- [Short problem]
Copy the rows from the line with "[locate] tram windshield" through the end of the rows, swapping "utility box" for "electrical cabinet" and keeping everything else the same.

(Location identification entries)
□ □ □ □
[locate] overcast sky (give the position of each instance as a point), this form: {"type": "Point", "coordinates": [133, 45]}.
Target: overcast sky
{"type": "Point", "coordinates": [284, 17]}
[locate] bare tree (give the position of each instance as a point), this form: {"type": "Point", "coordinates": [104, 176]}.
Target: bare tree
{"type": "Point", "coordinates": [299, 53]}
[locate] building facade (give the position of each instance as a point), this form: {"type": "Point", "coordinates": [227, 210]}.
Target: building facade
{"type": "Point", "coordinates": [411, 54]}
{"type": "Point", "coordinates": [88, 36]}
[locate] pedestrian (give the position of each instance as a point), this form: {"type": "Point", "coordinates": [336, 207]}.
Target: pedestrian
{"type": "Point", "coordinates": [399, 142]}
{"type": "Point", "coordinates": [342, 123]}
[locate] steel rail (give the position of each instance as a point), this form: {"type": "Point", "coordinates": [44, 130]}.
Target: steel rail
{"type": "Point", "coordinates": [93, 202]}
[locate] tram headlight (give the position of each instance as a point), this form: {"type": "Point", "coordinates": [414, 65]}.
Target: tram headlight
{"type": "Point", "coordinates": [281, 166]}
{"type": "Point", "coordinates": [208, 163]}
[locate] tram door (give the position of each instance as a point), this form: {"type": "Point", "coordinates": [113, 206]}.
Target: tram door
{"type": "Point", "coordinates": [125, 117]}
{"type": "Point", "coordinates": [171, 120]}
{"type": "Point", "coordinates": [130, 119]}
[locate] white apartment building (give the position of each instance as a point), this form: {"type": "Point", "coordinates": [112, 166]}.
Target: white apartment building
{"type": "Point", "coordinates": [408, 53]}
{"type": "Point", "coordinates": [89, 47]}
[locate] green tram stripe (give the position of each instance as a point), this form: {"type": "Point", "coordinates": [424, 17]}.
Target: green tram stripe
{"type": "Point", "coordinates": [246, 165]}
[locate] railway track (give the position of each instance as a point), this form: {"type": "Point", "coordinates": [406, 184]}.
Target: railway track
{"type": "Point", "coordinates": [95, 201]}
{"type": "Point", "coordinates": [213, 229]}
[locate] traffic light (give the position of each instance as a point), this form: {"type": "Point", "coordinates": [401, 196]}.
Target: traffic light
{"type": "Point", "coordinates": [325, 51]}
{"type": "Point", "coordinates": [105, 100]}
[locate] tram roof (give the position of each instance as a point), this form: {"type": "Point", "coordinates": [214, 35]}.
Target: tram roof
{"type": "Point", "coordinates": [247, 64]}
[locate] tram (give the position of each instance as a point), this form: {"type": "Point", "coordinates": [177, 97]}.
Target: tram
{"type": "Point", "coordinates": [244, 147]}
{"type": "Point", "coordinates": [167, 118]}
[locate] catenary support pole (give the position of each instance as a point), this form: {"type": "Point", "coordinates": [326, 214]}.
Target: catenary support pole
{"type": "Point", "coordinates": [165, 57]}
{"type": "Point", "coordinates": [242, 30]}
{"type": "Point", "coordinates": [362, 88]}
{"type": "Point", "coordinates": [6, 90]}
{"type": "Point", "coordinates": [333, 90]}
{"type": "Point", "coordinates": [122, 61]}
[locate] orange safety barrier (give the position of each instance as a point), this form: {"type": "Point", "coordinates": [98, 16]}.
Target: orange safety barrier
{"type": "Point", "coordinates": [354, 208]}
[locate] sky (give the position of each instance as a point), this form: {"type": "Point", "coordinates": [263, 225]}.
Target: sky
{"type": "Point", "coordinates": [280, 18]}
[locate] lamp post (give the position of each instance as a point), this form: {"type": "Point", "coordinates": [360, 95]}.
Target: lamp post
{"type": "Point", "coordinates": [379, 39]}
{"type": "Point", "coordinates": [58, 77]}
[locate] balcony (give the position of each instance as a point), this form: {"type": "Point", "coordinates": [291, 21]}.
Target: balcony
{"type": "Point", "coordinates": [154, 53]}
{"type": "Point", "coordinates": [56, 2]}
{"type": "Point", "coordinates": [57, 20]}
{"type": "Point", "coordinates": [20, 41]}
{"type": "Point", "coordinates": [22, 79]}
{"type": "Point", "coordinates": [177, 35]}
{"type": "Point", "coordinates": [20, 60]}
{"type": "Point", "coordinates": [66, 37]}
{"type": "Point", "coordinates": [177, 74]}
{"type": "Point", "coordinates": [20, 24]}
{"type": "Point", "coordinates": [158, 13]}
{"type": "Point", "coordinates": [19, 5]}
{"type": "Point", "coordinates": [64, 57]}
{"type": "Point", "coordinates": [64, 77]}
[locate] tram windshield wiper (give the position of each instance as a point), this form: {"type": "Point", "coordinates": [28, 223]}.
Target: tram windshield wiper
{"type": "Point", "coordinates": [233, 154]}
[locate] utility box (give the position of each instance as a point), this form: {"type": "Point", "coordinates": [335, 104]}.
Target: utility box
□ □ □ □
- [Output below]
[locate] tram windshield wiper (give the position of each instance as a point), this form: {"type": "Point", "coordinates": [28, 223]}.
Target: tram windshield wiper
{"type": "Point", "coordinates": [233, 154]}
[locate] electrical cabinet (give the position of each instance as a point), this form: {"type": "Point", "coordinates": [335, 104]}.
Target: electrical cabinet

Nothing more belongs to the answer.